_Exercise task a_.
Please rewrite every line of the listing that follows the Soviet space program text, replacing "photo" with "image" and changing nothing else. Leave the pictures out of your answer.

_Text block_.
Because of its global range and large payload of approximately five tons, the reliable R-7 was not only effective as a strategic delivery system for nuclear warheads, but also as an excellent basis for a space vehicle. The United States' announcement in July 1955 of its plan to launch a satellite during the International Geophysical Year greatly benefited Korolyov in persuading Soviet leader Nikita Khrushchev to support his plans in January 1956, in order to surpass the Americans. Plans were approved for Earth-orbiting satellites (Sputnik) to gain knowledge of space, and four unmanned military reconnaissance satellites, Zenit. Further planned developments called for a manned Earth orbit flight by 1964 and an unmanned lunar mission at an earlier date.

After the first Sputnik proved to be a successful propaganda coup, Korolyov—now known publicly only as the mysterious "Chief Designer of Rocket-Space Systems"—was charged to accelerate the manned program, the design of which was combined with the Zenit program to produce the Vostok spacecraft. Still influenced by Tsiolkovsky—who had chosen Mars as the most important goal for space travel—in the early 1960s the Russian program under Korolyov created substantial plans for manned trips to Mars as early as 1968 to 1970. With closed-loop life support systems and electrical rocket engines, and launched from large orbiting space stations, these plans were much more ambitious than America's goal of landing on the moon.

_Exercise task b_.
Return the part of the Soviet space program text above between "After the first" and "on the moon.", inclusive, copied word for word.

_Available data_.
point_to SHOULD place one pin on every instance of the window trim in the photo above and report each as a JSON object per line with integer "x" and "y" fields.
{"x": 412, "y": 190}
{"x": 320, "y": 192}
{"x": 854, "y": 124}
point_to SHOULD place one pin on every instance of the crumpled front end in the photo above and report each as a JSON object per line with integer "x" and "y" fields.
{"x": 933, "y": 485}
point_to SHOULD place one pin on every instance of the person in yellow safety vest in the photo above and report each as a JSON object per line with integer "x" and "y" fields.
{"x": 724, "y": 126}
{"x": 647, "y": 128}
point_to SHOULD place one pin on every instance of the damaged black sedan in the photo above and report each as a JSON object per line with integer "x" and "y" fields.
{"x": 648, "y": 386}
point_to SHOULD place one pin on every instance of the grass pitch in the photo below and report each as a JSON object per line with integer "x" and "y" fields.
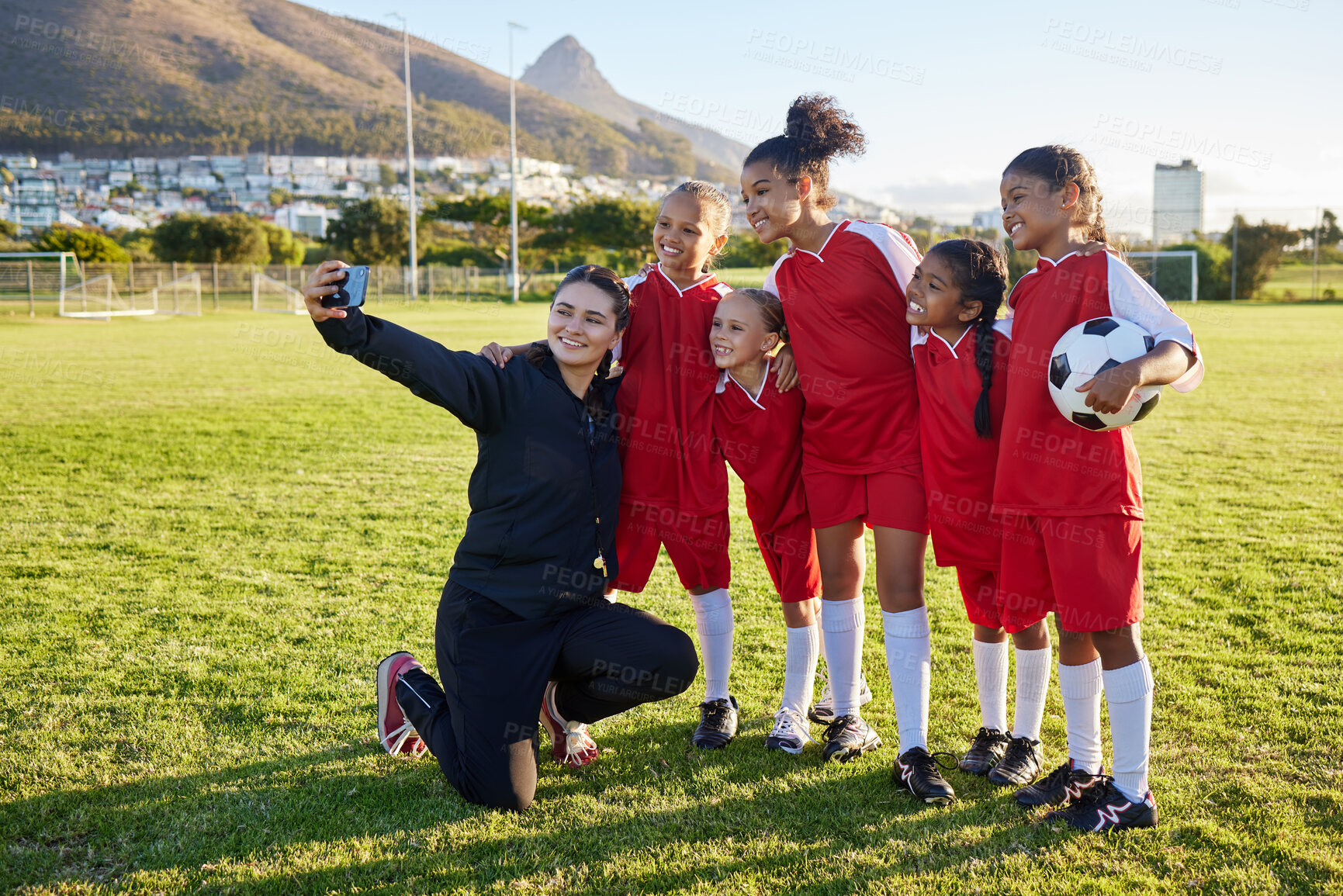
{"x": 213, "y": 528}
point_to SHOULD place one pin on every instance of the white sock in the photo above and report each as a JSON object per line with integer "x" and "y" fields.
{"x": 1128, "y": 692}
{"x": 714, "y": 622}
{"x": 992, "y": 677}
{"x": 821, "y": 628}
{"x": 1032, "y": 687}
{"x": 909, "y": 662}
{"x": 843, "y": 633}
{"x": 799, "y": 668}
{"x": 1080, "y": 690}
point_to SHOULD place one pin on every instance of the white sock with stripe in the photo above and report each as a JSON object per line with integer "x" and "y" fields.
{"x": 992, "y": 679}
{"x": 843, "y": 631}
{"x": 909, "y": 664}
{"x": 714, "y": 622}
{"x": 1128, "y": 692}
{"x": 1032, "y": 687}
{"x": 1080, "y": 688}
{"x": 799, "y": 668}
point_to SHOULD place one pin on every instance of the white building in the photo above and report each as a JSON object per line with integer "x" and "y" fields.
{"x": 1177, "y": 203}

_Complete answer a_.
point_to SHOULD place one pin on every instance of the window trim in the image above and report each as a JSON object per line with integer "x" and "y" fields.
{"x": 412, "y": 190}
{"x": 320, "y": 192}
{"x": 854, "y": 124}
point_to SHOULD place one pin on every instance of the crumpled front end in the image above and report each as a JSON object per line with integer "x" and "y" fields.
{"x": 933, "y": 485}
point_to SHOULD place one pin on every instance of the person in yellow safety vest in the image above and report each as a JSON object per line with integer "x" and "y" fields.
{"x": 724, "y": 126}
{"x": 647, "y": 128}
point_to SHOULD place one pin on every instance of the damaged black sedan in the image above and report each as a JSON object per line with integer "x" and "y" fields.
{"x": 648, "y": 386}
point_to SHOULD place one pin on every instance of the grass pitch in the image below and report each as a JSON object per line with integer "x" and "y" fields.
{"x": 213, "y": 528}
point_to SHOULD place one pin on every instance of the white sock in the image above and report each as a JSON object per line with integer "x" and "y" fields.
{"x": 1128, "y": 692}
{"x": 714, "y": 622}
{"x": 992, "y": 677}
{"x": 821, "y": 628}
{"x": 1032, "y": 687}
{"x": 909, "y": 662}
{"x": 843, "y": 633}
{"x": 799, "y": 668}
{"x": 1080, "y": 690}
point_to SHOULD place one pin on every instance of the white sock with stripe in the image above and report each as a JSON object per line with integer "x" and "y" fields.
{"x": 992, "y": 679}
{"x": 843, "y": 631}
{"x": 909, "y": 664}
{"x": 714, "y": 622}
{"x": 1128, "y": 692}
{"x": 1032, "y": 687}
{"x": 1080, "y": 688}
{"x": 799, "y": 668}
point_to SHOULD place one pin on every instance of the white building in the image above and report each as a JSON object per line with integer "x" and "y" fields.
{"x": 1177, "y": 203}

_Complete answer b_.
After the first Sputnik proved to be a successful propaganda coup, Korolyov—now known publicly only as the mysterious "Chief Designer of Rocket-Space Systems"—was charged to accelerate the manned program, the design of which was combined with the Zenit program to produce the Vostok spacecraft. Still influenced by Tsiolkovsky—who had chosen Mars as the most important goal for space travel—in the early 1960s the Russian program under Korolyov created substantial plans for manned trips to Mars as early as 1968 to 1970. With closed-loop life support systems and electrical rocket engines, and launched from large orbiting space stations, these plans were much more ambitious than America's goal of landing on the moon.